» **GIVEN PROBLEM**: Output each entry below as it stands, leaving out every picture.
------------------------------------------------------------------------
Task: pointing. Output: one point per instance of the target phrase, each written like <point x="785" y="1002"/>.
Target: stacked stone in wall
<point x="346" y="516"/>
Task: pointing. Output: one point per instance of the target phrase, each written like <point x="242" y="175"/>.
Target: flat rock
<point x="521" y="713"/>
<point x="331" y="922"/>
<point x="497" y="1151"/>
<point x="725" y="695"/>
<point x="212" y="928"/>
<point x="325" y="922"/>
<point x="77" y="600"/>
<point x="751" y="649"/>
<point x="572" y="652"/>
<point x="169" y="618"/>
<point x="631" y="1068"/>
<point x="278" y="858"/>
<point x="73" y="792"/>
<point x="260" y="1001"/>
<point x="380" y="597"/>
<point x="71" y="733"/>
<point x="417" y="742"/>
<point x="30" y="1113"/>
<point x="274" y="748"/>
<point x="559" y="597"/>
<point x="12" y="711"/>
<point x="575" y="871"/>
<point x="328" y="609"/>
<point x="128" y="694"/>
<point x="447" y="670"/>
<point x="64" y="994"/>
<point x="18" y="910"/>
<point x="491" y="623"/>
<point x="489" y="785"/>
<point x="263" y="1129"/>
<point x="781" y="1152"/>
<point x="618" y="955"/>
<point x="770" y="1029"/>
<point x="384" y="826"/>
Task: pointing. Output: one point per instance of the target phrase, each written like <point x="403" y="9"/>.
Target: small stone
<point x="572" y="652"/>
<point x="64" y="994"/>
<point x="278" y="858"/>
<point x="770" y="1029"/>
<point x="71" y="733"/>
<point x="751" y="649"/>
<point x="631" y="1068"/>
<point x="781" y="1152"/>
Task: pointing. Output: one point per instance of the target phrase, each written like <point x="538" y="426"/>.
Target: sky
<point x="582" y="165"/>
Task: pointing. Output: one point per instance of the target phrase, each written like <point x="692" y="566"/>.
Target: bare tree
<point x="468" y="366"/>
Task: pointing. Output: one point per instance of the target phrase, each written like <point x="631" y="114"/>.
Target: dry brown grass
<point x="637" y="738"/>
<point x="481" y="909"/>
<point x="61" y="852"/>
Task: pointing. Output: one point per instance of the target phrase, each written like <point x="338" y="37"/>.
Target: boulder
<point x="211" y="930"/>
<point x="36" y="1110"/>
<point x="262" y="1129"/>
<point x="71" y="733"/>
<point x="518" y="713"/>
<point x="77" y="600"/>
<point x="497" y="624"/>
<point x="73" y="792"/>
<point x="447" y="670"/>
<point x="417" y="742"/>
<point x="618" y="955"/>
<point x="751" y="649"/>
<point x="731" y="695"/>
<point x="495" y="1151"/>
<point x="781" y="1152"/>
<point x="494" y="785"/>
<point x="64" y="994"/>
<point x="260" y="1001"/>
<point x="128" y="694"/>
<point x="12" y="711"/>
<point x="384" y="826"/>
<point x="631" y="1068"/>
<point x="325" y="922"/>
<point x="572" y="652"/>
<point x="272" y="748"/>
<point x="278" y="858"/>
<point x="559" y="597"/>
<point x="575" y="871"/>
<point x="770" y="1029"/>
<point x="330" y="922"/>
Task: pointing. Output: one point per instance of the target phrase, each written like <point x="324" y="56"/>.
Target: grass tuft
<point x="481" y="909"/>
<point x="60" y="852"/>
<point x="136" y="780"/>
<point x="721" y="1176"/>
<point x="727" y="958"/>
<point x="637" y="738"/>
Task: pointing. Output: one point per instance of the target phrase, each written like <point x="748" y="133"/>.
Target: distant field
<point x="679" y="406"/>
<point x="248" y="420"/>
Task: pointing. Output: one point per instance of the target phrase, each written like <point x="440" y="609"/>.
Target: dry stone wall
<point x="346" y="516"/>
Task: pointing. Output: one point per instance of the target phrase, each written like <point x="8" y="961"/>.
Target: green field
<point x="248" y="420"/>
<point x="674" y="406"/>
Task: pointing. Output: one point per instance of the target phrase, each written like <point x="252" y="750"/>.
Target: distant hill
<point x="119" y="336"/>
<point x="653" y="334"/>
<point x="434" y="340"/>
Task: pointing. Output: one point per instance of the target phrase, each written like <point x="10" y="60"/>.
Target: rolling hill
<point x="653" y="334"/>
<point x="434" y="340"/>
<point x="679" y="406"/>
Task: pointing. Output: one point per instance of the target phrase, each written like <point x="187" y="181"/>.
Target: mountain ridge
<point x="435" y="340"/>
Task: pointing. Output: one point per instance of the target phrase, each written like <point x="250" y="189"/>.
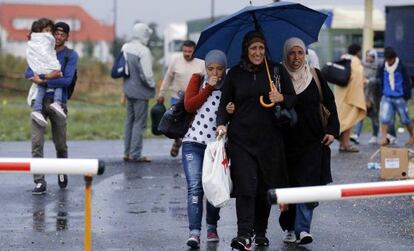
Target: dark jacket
<point x="62" y="82"/>
<point x="255" y="142"/>
<point x="308" y="160"/>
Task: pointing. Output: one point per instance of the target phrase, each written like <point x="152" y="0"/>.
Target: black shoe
<point x="62" y="180"/>
<point x="40" y="188"/>
<point x="242" y="243"/>
<point x="261" y="241"/>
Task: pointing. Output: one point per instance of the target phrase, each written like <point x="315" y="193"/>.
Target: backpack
<point x="176" y="120"/>
<point x="338" y="72"/>
<point x="120" y="67"/>
<point x="72" y="85"/>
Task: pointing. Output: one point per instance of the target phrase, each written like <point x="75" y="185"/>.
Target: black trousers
<point x="253" y="212"/>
------------------------------------------------------------------------
» **RESULT OF THE TASK**:
Task: pointing. Output: one point per instance of the target phrase, each written like <point x="785" y="1002"/>.
Target: stacked stone in wall
<point x="346" y="516"/>
Task: pointing. Output: one point per instance of the target phrase, each written like <point x="242" y="175"/>.
Target: flat rock
<point x="521" y="713"/>
<point x="331" y="922"/>
<point x="497" y="1151"/>
<point x="725" y="695"/>
<point x="212" y="928"/>
<point x="325" y="922"/>
<point x="77" y="600"/>
<point x="751" y="649"/>
<point x="572" y="652"/>
<point x="169" y="618"/>
<point x="631" y="1068"/>
<point x="278" y="858"/>
<point x="73" y="792"/>
<point x="260" y="1001"/>
<point x="380" y="597"/>
<point x="71" y="733"/>
<point x="417" y="742"/>
<point x="30" y="1113"/>
<point x="274" y="748"/>
<point x="559" y="597"/>
<point x="12" y="711"/>
<point x="575" y="871"/>
<point x="328" y="609"/>
<point x="128" y="694"/>
<point x="447" y="670"/>
<point x="64" y="994"/>
<point x="18" y="910"/>
<point x="491" y="623"/>
<point x="489" y="785"/>
<point x="263" y="1129"/>
<point x="781" y="1152"/>
<point x="618" y="955"/>
<point x="770" y="1029"/>
<point x="384" y="826"/>
Task: pointing. Output: one point per instance of the target phrase, each written like <point x="403" y="9"/>.
Target: small stone
<point x="572" y="652"/>
<point x="64" y="994"/>
<point x="278" y="858"/>
<point x="770" y="1029"/>
<point x="71" y="733"/>
<point x="751" y="649"/>
<point x="631" y="1068"/>
<point x="781" y="1152"/>
Task: pointing. Output: one point per instance of the target phrase, each written like <point x="538" y="426"/>.
Target: sky
<point x="582" y="165"/>
Task: pointing. Output: one point per instance of the target phrase, each written like <point x="692" y="566"/>.
Target: bare tree
<point x="468" y="366"/>
Task: pointing. Output: one point per instance of the target phrase, each written like <point x="631" y="114"/>.
Target: dry brown grass
<point x="637" y="738"/>
<point x="481" y="909"/>
<point x="61" y="852"/>
Task: pointing. Output: one point per instance of the target phrase, each written like <point x="338" y="37"/>.
Target: boulder
<point x="211" y="930"/>
<point x="36" y="1110"/>
<point x="262" y="1129"/>
<point x="71" y="733"/>
<point x="518" y="713"/>
<point x="77" y="600"/>
<point x="497" y="624"/>
<point x="73" y="792"/>
<point x="447" y="670"/>
<point x="417" y="742"/>
<point x="618" y="955"/>
<point x="751" y="649"/>
<point x="731" y="695"/>
<point x="495" y="1151"/>
<point x="781" y="1152"/>
<point x="494" y="785"/>
<point x="64" y="994"/>
<point x="260" y="1001"/>
<point x="128" y="694"/>
<point x="12" y="711"/>
<point x="384" y="826"/>
<point x="631" y="1068"/>
<point x="325" y="922"/>
<point x="572" y="652"/>
<point x="272" y="748"/>
<point x="278" y="858"/>
<point x="559" y="597"/>
<point x="575" y="871"/>
<point x="770" y="1029"/>
<point x="330" y="922"/>
Task: pointing. Output: one point per instance of the target phrase, each written like <point x="324" y="56"/>.
Target: grass tuft
<point x="481" y="909"/>
<point x="60" y="852"/>
<point x="136" y="780"/>
<point x="721" y="1176"/>
<point x="727" y="958"/>
<point x="637" y="738"/>
Task: pointing. Output: one point per instance of the target phrase, each written like <point x="748" y="133"/>.
Target: distant field
<point x="679" y="406"/>
<point x="248" y="420"/>
Task: pointing. Output: one point per instance of the target phrase, each written like <point x="440" y="609"/>.
Target: dry stone wall
<point x="346" y="516"/>
Task: pointing. Output: one point per instance of the target phrase, each written like <point x="8" y="961"/>.
Target: green field
<point x="248" y="420"/>
<point x="674" y="406"/>
Task: pointing. Output: one point per instance of the target phrase, each written like <point x="252" y="750"/>.
Target: distant hill
<point x="119" y="336"/>
<point x="653" y="334"/>
<point x="434" y="340"/>
Task: pointing. Output: one point per instance of the target phrase, each written like <point x="10" y="60"/>.
Target: rolling hill
<point x="653" y="334"/>
<point x="434" y="340"/>
<point x="679" y="406"/>
Task: pointing. Output: one point per instance of the target phrase, each written like <point x="187" y="181"/>.
Target: mountain ridge
<point x="435" y="340"/>
Task: pointing. Output: one point per instance of the target phrase, each written like <point x="250" y="189"/>.
Target: dark jacket
<point x="62" y="82"/>
<point x="255" y="142"/>
<point x="308" y="160"/>
Task: pointing. Output: one point per instance of the target phrase, each written like <point x="152" y="0"/>.
Target: black shoe
<point x="62" y="180"/>
<point x="40" y="188"/>
<point x="242" y="243"/>
<point x="261" y="241"/>
Task: pointing. Output: one point per instance of the target phrase, each written like <point x="315" y="193"/>.
Target: backpack
<point x="176" y="120"/>
<point x="338" y="72"/>
<point x="120" y="67"/>
<point x="72" y="85"/>
Task: pointing. Output: one point per instance of the target phrase, each written like <point x="75" y="185"/>.
Target: black trousers
<point x="253" y="212"/>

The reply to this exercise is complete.